§ **Fragmento para leer**
¿Cuántas veces he perdido mi arco? ¿Cuántas veces – se pregunta Haru varias veces a lo largo de 380 maravillosas páginas – puede un arquero perder su arco?
He devorado el libro de Flavia Company en las seis primera horas de un vuelo que termina mientras escribo esto. Me he detenido en cada pensamiento y he sentido, como flechas lanzadas por el mejor kyudoka, como tocaba mi alma, mis recuerdos, mi presente, mis dudas.
Me he preguntado cuándo y cómo mis emociones se disfrazan de sentimientos; he interrogado al intruso interior que me pide buscar la aprobación externa; he revisado los últimos golpes que me he llevado, tratando de averiguar de dónde me alejan y a dónde me acercan; he reencontrado el pensamiento de la capacidad de no ser nada para poder ser todo; me he planteado el equilibrio entre lo que doy y lo que recibo; he pensado sobre la mentira que nace de la vergüenza y también sobre el miedo y la arrogancia; he discutido con el libro y conmigo sobre perfección y armonía…
La lista completa de todo lo que he encontrado en el libro sería enorme y una segunda lectura de Haru (merece, sin duda, otra y quizás más) empezará mañana.
Pero la idea de las veces que he perdido mi arco, de cuantas lo puedes perder, me mantiene alerta y me empuja a escribir.
¿Cuántas veces puedes dejar de ser tú mismo en nombre de una justicia, una ambición o una visión de tu mundo tan subjetivas como cuestionables? ¿Cuántas veces puedes renunciar a cruzar un umbral que sabes que te espera, dejando tu arco apoyado en una de las jambas como señal de un volveré incierto, o venderlo para pagar el billete de un tren convencional, razonable y aceptado que sabes que no es el tuyo? Y bien sé que ese tren, en mi caso, no mentiré por vergüenza, no siempre ha sido tan convencional, razonable, aceptado o hasta confesable. Tampoco siempre no lo ha sido.

§ **Por hacer**
**a)** Según la reflexión sobre Haru, ¿quién escribió el libro?
**b)** Enumere las cosas en cuyo nombre, según la reflexión sobre Haru, uno puede dejar de ser uno mismo.

§ **Registros mostrados**
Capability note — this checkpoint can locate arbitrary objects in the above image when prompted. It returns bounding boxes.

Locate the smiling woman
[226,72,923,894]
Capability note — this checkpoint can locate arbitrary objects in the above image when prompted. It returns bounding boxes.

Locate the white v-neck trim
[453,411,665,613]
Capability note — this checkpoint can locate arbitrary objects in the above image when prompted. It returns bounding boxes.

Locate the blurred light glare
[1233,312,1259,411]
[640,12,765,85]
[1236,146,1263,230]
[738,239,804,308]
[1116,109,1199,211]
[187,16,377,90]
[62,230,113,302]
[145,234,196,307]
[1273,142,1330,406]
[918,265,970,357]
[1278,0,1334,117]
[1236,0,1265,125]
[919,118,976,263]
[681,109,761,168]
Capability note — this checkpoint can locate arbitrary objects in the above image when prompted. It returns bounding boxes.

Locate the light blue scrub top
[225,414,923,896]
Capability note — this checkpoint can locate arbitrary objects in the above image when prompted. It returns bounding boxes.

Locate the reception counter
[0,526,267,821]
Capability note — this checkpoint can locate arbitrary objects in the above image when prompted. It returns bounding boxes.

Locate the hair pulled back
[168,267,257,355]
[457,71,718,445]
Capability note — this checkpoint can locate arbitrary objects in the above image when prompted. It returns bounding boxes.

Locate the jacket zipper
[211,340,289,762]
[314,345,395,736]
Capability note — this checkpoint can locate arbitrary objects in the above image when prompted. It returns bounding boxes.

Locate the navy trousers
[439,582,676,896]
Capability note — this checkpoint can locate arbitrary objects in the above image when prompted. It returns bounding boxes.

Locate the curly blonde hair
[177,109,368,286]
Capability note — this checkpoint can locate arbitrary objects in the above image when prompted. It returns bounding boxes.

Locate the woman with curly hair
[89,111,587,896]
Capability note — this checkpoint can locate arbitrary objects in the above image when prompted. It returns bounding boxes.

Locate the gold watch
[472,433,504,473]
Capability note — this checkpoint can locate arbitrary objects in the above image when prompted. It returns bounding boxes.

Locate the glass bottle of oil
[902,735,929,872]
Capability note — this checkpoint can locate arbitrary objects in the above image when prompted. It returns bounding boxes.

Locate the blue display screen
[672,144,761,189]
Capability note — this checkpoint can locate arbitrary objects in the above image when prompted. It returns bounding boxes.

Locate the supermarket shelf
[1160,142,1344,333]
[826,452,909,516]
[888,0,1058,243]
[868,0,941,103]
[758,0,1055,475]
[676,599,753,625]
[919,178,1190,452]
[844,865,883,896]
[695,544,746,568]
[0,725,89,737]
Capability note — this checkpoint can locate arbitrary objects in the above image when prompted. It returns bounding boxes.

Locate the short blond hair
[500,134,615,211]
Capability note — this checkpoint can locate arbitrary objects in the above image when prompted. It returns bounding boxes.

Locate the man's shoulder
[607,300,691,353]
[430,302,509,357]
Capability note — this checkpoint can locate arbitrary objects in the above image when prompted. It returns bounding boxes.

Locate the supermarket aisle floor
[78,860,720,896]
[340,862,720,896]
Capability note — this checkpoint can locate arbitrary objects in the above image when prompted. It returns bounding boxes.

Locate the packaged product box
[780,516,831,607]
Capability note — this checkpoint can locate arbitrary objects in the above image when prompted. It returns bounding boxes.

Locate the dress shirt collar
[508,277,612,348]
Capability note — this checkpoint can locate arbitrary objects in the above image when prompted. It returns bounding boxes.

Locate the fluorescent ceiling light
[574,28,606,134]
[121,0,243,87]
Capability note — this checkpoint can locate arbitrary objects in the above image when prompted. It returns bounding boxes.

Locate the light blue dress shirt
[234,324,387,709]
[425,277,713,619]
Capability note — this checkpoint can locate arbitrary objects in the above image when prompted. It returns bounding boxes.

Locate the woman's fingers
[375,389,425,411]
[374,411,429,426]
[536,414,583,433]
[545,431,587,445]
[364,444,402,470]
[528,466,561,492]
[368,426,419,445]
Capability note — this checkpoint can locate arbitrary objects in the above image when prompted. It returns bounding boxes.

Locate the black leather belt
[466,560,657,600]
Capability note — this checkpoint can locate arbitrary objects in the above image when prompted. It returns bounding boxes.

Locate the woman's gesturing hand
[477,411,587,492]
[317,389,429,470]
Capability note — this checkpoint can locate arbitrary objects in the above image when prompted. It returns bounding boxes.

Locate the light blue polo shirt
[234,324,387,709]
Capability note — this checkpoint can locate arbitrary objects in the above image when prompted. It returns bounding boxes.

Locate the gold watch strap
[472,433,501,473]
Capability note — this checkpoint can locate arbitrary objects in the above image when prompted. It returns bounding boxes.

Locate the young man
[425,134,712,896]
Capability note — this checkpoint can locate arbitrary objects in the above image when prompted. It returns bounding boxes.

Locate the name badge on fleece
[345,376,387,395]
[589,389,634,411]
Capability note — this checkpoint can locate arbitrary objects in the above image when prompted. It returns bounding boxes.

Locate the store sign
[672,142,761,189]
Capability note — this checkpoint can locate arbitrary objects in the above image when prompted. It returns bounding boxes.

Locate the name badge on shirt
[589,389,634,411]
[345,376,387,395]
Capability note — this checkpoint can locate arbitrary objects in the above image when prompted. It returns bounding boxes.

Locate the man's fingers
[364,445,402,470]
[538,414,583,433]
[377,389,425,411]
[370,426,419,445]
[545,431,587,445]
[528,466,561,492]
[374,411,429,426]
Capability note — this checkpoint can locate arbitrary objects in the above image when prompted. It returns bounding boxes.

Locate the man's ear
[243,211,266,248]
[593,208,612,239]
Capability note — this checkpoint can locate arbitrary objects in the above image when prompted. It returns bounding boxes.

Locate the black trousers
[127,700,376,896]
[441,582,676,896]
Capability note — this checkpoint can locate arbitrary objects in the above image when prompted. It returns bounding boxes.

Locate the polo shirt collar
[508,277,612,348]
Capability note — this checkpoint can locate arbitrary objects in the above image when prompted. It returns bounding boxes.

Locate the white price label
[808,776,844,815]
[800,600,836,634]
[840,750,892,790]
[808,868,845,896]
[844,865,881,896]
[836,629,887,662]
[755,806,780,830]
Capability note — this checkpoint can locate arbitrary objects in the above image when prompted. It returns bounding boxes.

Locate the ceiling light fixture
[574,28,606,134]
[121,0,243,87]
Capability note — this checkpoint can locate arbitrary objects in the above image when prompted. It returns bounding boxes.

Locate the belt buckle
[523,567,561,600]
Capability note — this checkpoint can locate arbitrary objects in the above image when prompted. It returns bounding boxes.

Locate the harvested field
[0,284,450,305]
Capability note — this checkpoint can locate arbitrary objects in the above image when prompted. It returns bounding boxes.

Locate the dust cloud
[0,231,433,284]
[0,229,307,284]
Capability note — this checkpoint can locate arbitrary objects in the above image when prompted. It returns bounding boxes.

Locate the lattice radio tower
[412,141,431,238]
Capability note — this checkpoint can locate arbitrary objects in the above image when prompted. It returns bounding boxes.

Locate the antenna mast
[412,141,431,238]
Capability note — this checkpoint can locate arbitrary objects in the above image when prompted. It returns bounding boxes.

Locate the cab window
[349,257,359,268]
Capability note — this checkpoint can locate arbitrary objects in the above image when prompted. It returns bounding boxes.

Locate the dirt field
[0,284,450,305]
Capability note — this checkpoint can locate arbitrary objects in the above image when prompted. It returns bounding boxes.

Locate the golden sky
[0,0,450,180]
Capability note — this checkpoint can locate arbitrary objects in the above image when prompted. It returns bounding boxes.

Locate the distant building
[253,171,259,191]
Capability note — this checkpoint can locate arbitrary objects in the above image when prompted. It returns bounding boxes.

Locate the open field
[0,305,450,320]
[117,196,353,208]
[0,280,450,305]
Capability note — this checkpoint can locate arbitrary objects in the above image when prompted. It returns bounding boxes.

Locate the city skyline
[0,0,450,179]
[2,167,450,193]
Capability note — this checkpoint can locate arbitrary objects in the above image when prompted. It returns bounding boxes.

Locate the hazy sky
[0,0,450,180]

§ **Respuestas**
**a)** Flavia Company.

**b)** Una justicia, una ambición y una visión de tu mundo.